> [Problem requirements] Copy the records that follow exactly as written, but not their pictures.

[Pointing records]
— START —

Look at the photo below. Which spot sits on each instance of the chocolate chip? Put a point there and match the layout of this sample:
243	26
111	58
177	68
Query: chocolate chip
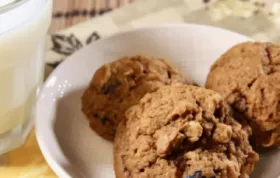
197	174
218	113
104	120
110	86
95	115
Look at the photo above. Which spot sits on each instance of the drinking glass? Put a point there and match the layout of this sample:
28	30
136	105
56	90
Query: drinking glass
23	29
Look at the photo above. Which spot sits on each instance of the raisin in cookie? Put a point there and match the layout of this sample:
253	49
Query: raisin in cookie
121	84
182	131
248	76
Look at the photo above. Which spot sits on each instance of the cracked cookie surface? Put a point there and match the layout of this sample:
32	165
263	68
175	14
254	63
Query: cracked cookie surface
182	131
118	85
248	76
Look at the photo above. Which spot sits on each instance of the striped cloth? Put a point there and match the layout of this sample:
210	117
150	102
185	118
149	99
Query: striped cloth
70	12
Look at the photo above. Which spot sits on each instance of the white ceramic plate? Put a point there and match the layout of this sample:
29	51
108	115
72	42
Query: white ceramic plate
68	144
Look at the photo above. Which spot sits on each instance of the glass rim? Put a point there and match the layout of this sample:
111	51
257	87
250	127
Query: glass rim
12	5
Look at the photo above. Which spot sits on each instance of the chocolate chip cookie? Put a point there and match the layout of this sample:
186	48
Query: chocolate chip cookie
182	131
121	84
248	76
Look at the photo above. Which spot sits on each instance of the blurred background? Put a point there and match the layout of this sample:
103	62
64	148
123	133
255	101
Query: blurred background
70	12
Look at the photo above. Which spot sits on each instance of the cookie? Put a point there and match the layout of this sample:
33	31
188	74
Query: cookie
182	131
121	84
248	76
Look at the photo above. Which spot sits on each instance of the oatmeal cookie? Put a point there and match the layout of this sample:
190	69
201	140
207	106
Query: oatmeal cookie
248	76
118	85
182	131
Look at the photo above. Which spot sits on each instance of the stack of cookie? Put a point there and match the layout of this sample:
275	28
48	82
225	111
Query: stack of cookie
165	127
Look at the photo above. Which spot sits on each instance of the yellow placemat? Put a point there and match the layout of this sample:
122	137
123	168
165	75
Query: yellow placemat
27	162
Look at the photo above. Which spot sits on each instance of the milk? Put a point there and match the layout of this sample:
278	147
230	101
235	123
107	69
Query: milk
22	45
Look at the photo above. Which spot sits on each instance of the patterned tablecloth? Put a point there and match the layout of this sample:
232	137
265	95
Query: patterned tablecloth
256	19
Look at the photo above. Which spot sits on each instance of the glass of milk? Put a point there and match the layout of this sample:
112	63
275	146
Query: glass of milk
23	29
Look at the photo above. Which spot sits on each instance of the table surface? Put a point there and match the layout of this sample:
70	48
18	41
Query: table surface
259	22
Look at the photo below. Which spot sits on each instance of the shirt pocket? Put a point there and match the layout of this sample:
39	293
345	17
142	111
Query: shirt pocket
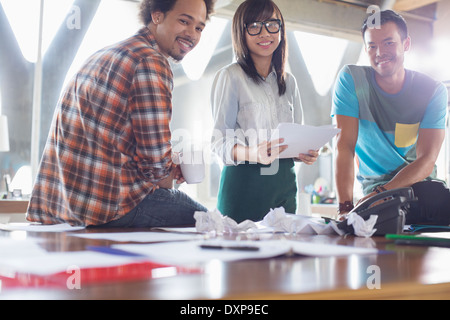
406	134
251	116
286	112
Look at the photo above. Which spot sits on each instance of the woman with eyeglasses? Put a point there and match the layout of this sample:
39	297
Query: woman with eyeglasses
249	99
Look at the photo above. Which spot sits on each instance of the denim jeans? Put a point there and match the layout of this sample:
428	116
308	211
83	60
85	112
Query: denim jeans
162	208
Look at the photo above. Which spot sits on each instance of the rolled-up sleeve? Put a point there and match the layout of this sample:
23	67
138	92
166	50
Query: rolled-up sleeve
150	117
225	105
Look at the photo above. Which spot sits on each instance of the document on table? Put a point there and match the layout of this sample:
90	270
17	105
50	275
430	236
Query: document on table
63	227
302	138
54	262
193	252
139	236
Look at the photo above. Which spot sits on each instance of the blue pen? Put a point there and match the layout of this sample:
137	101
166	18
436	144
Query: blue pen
116	252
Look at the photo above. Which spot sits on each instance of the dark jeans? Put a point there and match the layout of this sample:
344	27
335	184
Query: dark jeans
433	205
162	208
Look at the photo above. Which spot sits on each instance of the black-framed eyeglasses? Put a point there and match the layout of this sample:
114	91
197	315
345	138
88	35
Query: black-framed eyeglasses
255	28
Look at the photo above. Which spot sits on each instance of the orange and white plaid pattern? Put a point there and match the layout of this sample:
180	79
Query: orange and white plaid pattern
109	142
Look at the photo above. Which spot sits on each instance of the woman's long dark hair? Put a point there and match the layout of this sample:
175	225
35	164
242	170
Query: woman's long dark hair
259	10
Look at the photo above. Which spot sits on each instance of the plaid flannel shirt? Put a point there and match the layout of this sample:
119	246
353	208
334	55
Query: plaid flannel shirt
109	142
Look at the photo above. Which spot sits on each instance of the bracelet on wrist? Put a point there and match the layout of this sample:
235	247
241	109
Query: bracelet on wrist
346	206
379	189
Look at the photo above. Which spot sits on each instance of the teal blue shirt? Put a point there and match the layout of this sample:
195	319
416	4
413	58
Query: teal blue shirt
388	123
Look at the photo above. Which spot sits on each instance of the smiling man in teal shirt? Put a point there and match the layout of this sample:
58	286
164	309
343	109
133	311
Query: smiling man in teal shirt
393	120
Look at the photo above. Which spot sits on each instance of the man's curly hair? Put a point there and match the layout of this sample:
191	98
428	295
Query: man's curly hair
149	6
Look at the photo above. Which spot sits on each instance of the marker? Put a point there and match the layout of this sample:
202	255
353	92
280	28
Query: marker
220	247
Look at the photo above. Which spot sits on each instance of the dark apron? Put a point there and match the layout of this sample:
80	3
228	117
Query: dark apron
247	194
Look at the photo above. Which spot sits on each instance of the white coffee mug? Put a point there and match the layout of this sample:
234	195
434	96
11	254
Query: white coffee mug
192	166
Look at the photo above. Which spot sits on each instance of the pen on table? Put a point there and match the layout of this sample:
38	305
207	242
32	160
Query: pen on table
221	247
110	250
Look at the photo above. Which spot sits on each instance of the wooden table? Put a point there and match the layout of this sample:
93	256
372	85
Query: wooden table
405	272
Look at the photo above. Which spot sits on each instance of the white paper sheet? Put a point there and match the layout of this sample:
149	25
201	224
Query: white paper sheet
138	236
63	227
18	248
51	263
302	138
191	252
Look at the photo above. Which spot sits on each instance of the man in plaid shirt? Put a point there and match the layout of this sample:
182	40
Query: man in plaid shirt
108	157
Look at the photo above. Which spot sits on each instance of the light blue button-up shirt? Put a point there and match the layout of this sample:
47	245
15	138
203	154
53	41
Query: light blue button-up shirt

— END —

> [Response]
Look at the photo below. Which spot sits on each instance of the chocolate chip? Put a point there and match the layout of this sample:
243	26
111	58
177	68
Query: chocolate chip
197	174
218	113
104	120
110	86
95	115
Look at the photo above. Which spot sits on each instance of the drinking glass? Put a point there and match the layout of this sample:
28	30
136	105
56	90
Query: drinking glass
23	29
Look at the photo above. Which spot sits on each instance of the raisin in cookie? Put a point there and match the layout of this sample:
253	49
Query: raisin in cookie
121	84
182	131
248	76
Look at the photo above. Which spot sits on each instance of the cracked cookie surface? Put a point there and match the layout of this sample:
32	165
263	68
175	14
254	63
Query: cracked cookie surface
182	131
118	85
248	76
Look at the photo above. Which spot sits on each instance of the striped cloth? Put a point there and match the layout of this sample:
210	117
150	102
185	118
149	99
Query: striped cloth
70	12
Look at the photo above. Which spot sits on each instance of the white ceramic plate? Put a point there and match the layout of this sample:
29	51
108	115
72	42
Query: white ceramic plate
68	144
Look at the photo above. Which spot sits on each instance of the glass rim? Put a point there and match the layout of this sample:
111	51
257	87
250	127
Query: glass rim
12	5
Look at the photo above. Which spot sits on each instance of the chocolate chip cookie? Put a point there and match the layout of this sample:
186	48
Query: chocolate chip cookie
182	131
121	84
248	76
Look at the photo above. Which spot sits on each instance of the blurred background? Put a point there and match the layout of this sample:
103	62
64	148
123	133
255	101
Query: blurred background
70	12
Look at the photo above. Which spot sits on each instance of the cookie? Put a point there and match the layout of this sample:
33	31
188	74
Query: cookie
182	131
121	84
248	76
Look at the photo above. Which spot sits on each instance of the oatmeal cookie? Put a point there and match the layout of this sample:
190	69
201	140
207	106
Query: oatmeal cookie
248	76
118	85
182	131
Look at the photo above. Which spot sits on each instance of the stack of cookie? Put a point there and match the layout of this sample:
275	28
48	82
225	111
Query: stack of cookie
165	127
Look at the photo above. Which spot sits on each instance of the yellow placemat? Put a point there and match the layout of this sample:
122	137
123	168
165	75
Query: yellow placemat
27	162
Look at the photo above. Which spot sits on each instance of the milk? Put a point there and match the layout of this sample:
278	147
230	101
235	123
107	69
Query: milk
22	45
Look at the photo above. Which spot sits on each instance of the patterned tablecloth? Put a point there and match the layout of this sample:
232	137
265	95
Query: patterned tablecloth
256	19
Look at the photo above. Which spot sits on each instance of the glass of milk? Put a point there and match the layout of this sample:
112	63
275	146
Query: glass of milk
23	29
Look at the photo above. Which spot sits on each instance of the table surface? Put a point there and match the layout of this sample:
70	48
18	41
Query: table surface
259	22
Look at the photo below. Which spot sits on each instance of the shirt pocket? Put a point there and match the layout of this sample:
39	293
345	17
142	111
Query: shirt pocket
406	134
251	116
286	112
Look at the photo above. Which spot sits on each instance of the woman with eyeglasses? Put a point there and match the layout of this sample:
39	297
Query: woman with eyeglasses
249	99
Look at the photo above. Which spot sits on each instance of the denim jeans? Put a point there and match the layout of this sample:
428	116
308	211
83	60
85	112
Query: denim jeans
162	208
Look at the photo above. Which spot sits on each instance of the rolled-up sleeve? Put a point there and match the layout of this sample:
23	67
138	92
166	50
Query: rolled-up sleeve
150	117
225	105
Look at the photo above. Which spot sits on each instance of the document on table? Put a point there and match the layout of this sample:
90	270
17	105
50	275
430	236
Query: document on table
63	227
302	138
54	262
193	252
139	236
Look at the photo above. Which spot sits on each instance of the blue pen? Put a point there and match the layout of this sample:
137	101
166	18
436	144
Query: blue pen
116	252
Look at the photo above. Which spot sits on each instance of the dark jeans? Put a point there and match the layout of this sample:
344	27
335	184
Query: dark jeans
433	205
162	208
Look at the photo above. Which spot sits on each instance of the black-framed eyeglasses? Put a point there and match the layout of this sample:
114	91
197	315
345	138
88	35
Query: black-framed eyeglasses
255	28
Look at the photo above. Which spot sits on each instance of the orange and white plaid pattern? Put a point there and match the layout of this sample:
180	79
Query: orange and white plaid pattern
109	142
Look at the photo above. Which spot sits on each instance of the woman's long dark hair? Put a point there and match the layout of this sample:
175	225
35	164
242	170
Query: woman's long dark hair
259	10
Look at the photo above. Which spot sits on each instance of the plaid flannel shirt? Put a point there and match the layout of this sample:
119	246
353	208
334	55
Query: plaid flannel shirt
109	142
Look at the photo above. Which spot sits on each instance of the bracelet on wrist? Put a point there and match the layout of this sample:
235	247
241	109
Query: bracelet on wrist
346	206
379	189
Look at the photo above. Which spot sits on each instance of the teal blue shirt? Put a point there and match the layout of this sample:
195	319
416	4
413	58
Query: teal blue shirt
388	123
Look at the photo above. Which spot sits on each instance of the smiling man in teal shirt? Put a point there and match the layout of this sample:
58	286
164	309
343	109
133	311
Query: smiling man in teal shirt
393	120
Look at the photo above. Which spot sits on each instance of the man's curly hair? Put a point there and match the layout of this sample:
191	98
428	295
Query: man's curly hair
149	6
Look at the photo above. Which spot sits on each instance of the marker? Put a point there and match the layout of this sample:
202	255
353	92
280	28
Query: marker
220	247
Look at the photo above. Which spot sits on each instance of the dark apron? Put a point there and match the layout of this sample:
80	3
228	117
Query: dark apron
247	194
Look at the photo above. Which spot sits on each instance of the white coffee mug? Put a point there and match the layout of this sample:
234	195
434	96
11	254
Query: white coffee mug
192	166
Look at the photo above. Which spot sits on each instance of the pen on table? Put a point there and match the layout of this sample:
38	305
207	242
32	160
Query: pen on table
221	247
110	250
Look at the photo above. Which spot sits on each instance of the wooden table? Put a point there and match the layout of this sample:
93	256
372	85
Query: wooden table
405	272
Look at the photo above. Which spot sits on each instance of the white paper sheet? Put a point there and match the layout of this sample:
149	25
201	224
Query: white paper sheet
138	236
63	227
18	248
51	263
302	138
191	252
Look at the photo above. Which spot sits on each instance of the man in plaid shirt? Put a point there and match the layout of this sample:
182	40
Query: man in plaid shirt
108	157
Look at the photo above. Which spot sits on each instance of the light blue button-up shirt? Put a point there and match the layout of this sample:
47	245
15	138
203	154
53	41
Query: light blue button-up shirt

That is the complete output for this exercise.